Copy every line of the records, from the line containing "handle in the image above." through the line containing "681;422;821;570", inclusive. Offset each bounding-box coordinate in the answers by adding 91.

## BEGIN Given information

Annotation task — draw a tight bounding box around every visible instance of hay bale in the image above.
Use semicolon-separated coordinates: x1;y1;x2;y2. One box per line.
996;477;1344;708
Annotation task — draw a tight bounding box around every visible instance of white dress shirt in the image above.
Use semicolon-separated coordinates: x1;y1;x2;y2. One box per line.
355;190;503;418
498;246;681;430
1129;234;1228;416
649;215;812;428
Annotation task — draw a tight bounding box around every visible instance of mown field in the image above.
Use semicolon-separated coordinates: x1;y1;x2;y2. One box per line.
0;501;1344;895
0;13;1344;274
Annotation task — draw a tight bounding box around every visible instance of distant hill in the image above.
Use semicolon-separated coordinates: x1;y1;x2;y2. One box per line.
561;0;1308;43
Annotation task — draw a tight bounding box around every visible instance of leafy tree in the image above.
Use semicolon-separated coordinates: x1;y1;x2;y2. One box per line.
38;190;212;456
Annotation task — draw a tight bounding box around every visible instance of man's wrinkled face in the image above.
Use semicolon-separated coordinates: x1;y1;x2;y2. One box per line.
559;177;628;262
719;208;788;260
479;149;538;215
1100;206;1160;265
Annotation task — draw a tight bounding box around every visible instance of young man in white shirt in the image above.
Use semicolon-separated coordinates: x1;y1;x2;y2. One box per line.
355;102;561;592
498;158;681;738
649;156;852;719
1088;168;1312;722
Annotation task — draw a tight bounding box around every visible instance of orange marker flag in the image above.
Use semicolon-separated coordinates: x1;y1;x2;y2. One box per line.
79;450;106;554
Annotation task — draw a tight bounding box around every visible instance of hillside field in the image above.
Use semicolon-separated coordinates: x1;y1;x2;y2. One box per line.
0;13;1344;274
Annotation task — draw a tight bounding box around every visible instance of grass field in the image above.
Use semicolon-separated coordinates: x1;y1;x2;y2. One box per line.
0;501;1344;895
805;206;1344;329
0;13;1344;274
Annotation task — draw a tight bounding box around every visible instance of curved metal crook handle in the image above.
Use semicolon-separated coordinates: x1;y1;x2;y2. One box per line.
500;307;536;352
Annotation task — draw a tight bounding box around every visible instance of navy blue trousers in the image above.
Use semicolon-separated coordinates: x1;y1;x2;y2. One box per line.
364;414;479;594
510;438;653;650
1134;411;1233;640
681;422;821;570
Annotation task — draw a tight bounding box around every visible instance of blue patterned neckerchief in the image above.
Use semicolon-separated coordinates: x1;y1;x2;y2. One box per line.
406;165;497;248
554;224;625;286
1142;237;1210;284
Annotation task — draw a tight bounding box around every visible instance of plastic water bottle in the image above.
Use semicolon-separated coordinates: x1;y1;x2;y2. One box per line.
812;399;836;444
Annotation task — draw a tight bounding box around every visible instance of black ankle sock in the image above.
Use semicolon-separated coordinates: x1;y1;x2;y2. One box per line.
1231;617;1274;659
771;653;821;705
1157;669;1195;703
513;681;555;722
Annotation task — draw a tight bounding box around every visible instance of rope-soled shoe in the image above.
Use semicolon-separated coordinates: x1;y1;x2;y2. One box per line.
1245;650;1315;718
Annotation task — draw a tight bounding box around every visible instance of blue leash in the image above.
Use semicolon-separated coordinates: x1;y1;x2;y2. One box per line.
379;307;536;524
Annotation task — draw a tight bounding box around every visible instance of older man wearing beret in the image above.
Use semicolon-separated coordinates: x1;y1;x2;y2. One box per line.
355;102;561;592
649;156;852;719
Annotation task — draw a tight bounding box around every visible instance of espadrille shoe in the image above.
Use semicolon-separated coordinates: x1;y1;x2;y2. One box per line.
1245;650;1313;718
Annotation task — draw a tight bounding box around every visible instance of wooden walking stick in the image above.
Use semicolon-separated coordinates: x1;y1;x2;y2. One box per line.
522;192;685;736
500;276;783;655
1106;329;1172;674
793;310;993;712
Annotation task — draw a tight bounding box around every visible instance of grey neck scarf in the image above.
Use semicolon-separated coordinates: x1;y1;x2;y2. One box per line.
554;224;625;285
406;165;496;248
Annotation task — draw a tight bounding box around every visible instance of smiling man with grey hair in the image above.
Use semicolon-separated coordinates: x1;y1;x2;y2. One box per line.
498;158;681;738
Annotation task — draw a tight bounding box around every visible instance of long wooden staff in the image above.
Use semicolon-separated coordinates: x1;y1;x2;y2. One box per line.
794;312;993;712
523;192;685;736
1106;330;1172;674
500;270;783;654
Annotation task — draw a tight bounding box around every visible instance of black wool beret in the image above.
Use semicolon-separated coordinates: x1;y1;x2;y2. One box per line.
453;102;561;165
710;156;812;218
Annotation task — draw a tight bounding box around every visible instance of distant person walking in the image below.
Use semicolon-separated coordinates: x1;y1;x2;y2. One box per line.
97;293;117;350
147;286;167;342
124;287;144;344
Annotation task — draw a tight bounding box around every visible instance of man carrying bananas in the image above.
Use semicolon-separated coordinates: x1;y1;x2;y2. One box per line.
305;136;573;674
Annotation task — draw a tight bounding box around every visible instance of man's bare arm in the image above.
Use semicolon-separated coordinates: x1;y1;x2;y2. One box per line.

## END Given information

- **Completed exercise**:
Annotation task — draw a tight bounding box around every visible instance of curved metal crook handle in the image above.
Use semicolon-separated coordinates: x1;y1;x2;y2. One box per line.
591;398;627;443
Annotation task — draw a tight bounding box around every visible instance of navy blue trousers in the image above.
Use semicolon-separated coordinates: x1;y1;x2;y2. One box per line.
455;505;570;685
601;529;744;741
1225;502;1324;731
772;513;912;661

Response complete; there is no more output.